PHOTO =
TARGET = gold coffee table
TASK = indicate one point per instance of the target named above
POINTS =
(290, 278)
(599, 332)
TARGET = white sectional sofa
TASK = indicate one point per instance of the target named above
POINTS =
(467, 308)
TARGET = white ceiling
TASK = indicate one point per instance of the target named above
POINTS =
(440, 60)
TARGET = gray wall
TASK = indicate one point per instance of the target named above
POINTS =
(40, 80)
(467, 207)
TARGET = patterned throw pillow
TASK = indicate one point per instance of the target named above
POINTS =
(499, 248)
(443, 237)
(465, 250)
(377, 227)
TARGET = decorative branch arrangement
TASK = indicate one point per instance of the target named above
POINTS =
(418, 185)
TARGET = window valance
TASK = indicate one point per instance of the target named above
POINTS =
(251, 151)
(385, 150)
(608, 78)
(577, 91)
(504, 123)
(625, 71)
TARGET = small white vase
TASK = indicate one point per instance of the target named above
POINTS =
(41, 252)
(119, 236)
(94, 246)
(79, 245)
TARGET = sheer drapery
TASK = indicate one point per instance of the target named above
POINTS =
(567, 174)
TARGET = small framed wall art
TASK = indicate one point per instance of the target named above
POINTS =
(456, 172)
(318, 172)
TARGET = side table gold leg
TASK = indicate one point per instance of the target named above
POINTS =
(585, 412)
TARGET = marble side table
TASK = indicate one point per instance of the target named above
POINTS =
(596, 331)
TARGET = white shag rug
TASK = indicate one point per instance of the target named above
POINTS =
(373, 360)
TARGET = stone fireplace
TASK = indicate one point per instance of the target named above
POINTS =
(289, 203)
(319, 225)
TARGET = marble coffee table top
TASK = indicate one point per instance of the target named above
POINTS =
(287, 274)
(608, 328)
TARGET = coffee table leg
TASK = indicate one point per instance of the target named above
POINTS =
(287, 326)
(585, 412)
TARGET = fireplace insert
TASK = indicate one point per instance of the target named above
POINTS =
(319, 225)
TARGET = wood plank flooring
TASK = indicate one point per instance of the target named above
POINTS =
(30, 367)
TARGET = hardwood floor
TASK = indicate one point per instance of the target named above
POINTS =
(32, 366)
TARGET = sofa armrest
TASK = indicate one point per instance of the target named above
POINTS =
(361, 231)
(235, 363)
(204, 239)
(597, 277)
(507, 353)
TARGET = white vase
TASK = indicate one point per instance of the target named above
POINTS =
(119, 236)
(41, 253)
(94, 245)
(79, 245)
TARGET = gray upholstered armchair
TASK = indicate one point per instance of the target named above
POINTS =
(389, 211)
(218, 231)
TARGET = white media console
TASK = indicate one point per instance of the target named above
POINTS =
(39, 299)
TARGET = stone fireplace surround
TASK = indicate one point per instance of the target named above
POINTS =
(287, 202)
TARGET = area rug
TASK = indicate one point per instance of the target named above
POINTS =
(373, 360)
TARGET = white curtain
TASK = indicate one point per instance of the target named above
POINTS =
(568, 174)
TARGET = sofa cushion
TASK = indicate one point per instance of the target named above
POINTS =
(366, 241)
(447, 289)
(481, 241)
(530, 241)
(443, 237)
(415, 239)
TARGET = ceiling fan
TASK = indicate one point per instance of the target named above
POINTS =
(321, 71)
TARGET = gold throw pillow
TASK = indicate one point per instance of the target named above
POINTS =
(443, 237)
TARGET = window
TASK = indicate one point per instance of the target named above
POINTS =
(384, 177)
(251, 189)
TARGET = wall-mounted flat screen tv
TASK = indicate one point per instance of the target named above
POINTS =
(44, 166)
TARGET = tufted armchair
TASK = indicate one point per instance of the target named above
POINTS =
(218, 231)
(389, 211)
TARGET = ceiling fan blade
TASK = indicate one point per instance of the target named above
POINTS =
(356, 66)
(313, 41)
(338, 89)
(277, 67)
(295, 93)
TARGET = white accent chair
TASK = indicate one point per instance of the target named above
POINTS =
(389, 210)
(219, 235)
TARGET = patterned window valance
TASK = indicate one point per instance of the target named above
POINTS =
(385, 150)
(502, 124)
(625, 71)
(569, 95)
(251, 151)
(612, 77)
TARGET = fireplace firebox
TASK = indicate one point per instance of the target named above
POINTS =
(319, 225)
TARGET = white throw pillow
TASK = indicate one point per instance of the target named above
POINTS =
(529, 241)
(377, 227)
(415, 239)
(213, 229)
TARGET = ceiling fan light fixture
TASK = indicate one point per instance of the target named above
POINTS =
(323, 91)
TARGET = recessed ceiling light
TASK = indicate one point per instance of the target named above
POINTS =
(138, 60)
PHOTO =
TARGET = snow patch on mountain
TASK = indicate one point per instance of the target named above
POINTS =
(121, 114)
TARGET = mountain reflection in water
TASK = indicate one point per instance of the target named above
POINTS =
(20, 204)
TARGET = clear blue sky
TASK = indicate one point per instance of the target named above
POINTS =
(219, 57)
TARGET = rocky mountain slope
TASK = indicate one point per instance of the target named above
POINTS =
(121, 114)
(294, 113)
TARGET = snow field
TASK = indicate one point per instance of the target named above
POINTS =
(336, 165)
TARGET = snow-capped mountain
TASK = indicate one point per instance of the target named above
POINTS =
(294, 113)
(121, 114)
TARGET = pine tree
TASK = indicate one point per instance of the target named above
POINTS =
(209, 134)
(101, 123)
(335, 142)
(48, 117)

==

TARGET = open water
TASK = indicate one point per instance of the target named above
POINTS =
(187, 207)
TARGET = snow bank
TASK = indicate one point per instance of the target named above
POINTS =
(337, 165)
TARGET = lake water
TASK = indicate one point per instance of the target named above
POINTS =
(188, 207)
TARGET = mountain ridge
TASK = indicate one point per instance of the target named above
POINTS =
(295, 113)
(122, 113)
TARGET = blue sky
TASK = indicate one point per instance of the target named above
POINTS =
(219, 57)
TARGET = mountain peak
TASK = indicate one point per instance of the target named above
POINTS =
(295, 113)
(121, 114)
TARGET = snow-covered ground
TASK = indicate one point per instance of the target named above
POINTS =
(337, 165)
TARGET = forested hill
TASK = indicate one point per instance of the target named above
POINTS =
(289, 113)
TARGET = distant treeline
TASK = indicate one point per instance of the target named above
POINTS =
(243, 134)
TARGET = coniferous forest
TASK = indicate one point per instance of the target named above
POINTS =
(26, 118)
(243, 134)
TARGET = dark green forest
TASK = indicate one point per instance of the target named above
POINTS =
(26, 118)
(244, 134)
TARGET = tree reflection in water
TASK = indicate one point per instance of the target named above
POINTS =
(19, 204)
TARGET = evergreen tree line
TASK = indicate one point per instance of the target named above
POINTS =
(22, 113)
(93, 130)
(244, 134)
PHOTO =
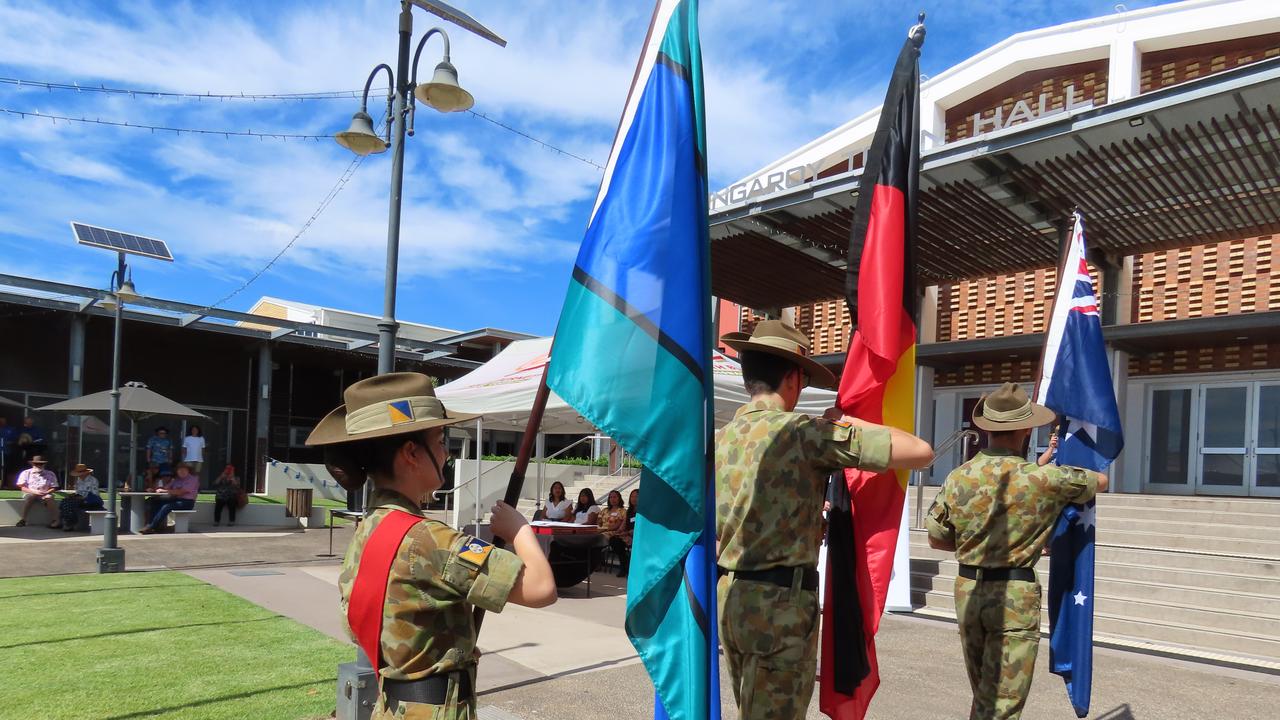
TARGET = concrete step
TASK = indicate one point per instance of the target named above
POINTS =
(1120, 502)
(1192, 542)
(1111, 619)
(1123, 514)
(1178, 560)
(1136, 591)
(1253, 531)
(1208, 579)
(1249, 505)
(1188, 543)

Aim>
Can you return the stretch of lines from the one containing "TARGET = distant treeline" through the one containing "(1188, 543)", both ends included, copied word for word? Leave the pictures out of your answer.

Completed task>
TARGET = distant treeline
TASK = indicate one point per instance of the target named above
POINTS =
(243, 134)
TARGET = coniferous forest
TASK = indicate one point per instance of the target named above
POINTS =
(26, 118)
(243, 134)
TARGET = dark green forest
TASK = indicate one point per instance of the target named above
POINTS =
(26, 118)
(244, 134)
TARGET = tree reflection in water
TASK = indicate one point per instance of the target named above
POINTS =
(19, 204)
TARGET = evergreen tree line
TASK = indicate one point per instance of the target named above
POINTS =
(22, 113)
(93, 130)
(244, 134)
PHOTO =
TARGET = concrete step
TASK = indicate one point per instance of the target named above
POINTS =
(1120, 502)
(1192, 542)
(1111, 619)
(1123, 514)
(1178, 560)
(1136, 591)
(1253, 531)
(1208, 579)
(1249, 505)
(1188, 543)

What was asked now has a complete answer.